Start of Source material

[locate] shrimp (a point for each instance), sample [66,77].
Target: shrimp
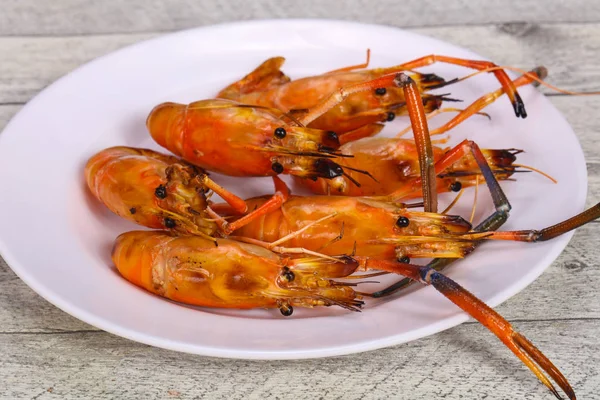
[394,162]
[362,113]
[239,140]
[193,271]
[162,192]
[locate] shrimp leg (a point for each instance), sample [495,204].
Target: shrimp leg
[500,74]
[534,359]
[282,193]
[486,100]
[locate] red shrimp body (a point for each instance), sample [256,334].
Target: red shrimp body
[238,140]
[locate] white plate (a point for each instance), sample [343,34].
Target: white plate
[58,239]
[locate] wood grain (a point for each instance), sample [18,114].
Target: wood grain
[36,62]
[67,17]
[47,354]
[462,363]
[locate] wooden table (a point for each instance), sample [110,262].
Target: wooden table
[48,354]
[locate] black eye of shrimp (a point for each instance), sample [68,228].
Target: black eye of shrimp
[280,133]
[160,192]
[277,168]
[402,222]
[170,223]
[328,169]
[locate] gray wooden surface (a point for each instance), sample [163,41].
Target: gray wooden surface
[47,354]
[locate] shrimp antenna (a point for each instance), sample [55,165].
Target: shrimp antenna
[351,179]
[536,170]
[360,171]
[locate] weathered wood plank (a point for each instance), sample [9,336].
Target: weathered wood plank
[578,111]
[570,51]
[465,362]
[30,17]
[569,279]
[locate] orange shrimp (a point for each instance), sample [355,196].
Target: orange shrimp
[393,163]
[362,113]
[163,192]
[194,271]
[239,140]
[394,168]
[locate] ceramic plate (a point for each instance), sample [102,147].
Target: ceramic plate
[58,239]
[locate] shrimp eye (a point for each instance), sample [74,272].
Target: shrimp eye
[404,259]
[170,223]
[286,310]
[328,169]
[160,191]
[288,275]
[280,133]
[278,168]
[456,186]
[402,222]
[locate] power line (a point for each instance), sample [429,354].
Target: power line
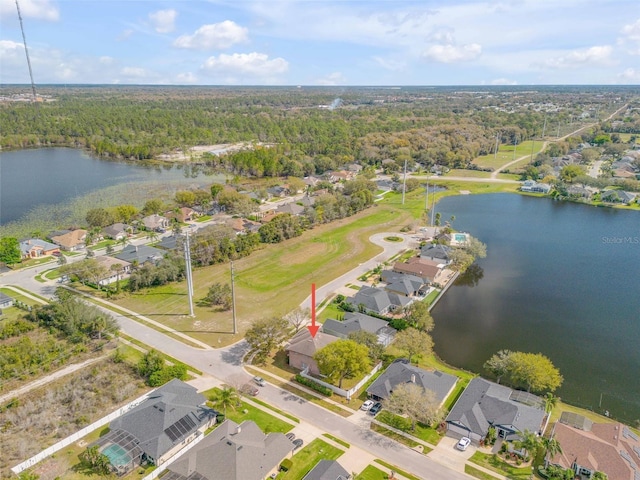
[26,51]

End of Source material

What you will do:
Take the preceding listing and transcribe it exactly, skipping the pictures.

Exercise solution:
[locate] shrimp (a point for each instance), sample [66,77].
Target: shrimp
[394,162]
[362,113]
[239,140]
[193,271]
[162,192]
[locate] shrimp leg (a point for each instance), sample [495,204].
Target: shrimp leg
[500,74]
[534,359]
[282,193]
[486,100]
[locate] red shrimp body (a point for each instance), sample [256,334].
Target: red shrimp body
[238,140]
[locate] white plate (a point for each instance), sample [343,34].
Target: white plate
[58,239]
[locate] wood grain (a point for each instance), sample [18,114].
Target: wood grain
[36,62]
[67,17]
[47,354]
[462,363]
[locate] wooden table (a point for each instance), sample [110,262].
Target: wooden table
[48,354]
[locate] black eye of shrimp (a point for each instance), sample [68,228].
Target: black eye of shrimp
[280,133]
[160,192]
[277,168]
[402,222]
[170,223]
[328,169]
[locate] gray wooden surface (a point for each instance), sample [163,41].
Target: gray wooden surface
[47,354]
[locate] shrimp antenna (a point for each instance), sample [55,165].
Target: shrimp antenna
[351,179]
[536,170]
[360,171]
[locate] weathered wood plank (a point for each instance), sample [9,336].
Target: weathered wood plank
[578,111]
[570,51]
[465,362]
[30,17]
[569,279]
[locate] orange shrimp (a point for each instance), sample [355,196].
Target: orange shrimp
[393,163]
[362,113]
[163,192]
[194,271]
[239,140]
[394,168]
[locate] ceramic plate (a point for each instance), sample [102,147].
Target: ceramic plate
[58,239]
[locate] shrimp eye (a point for each instance), sample [74,272].
Target: shrimp eye
[404,259]
[170,223]
[286,310]
[328,169]
[160,191]
[288,275]
[280,133]
[278,168]
[456,186]
[402,222]
[locate] power line (a point for each instance), sample [429,354].
Target: power line
[26,51]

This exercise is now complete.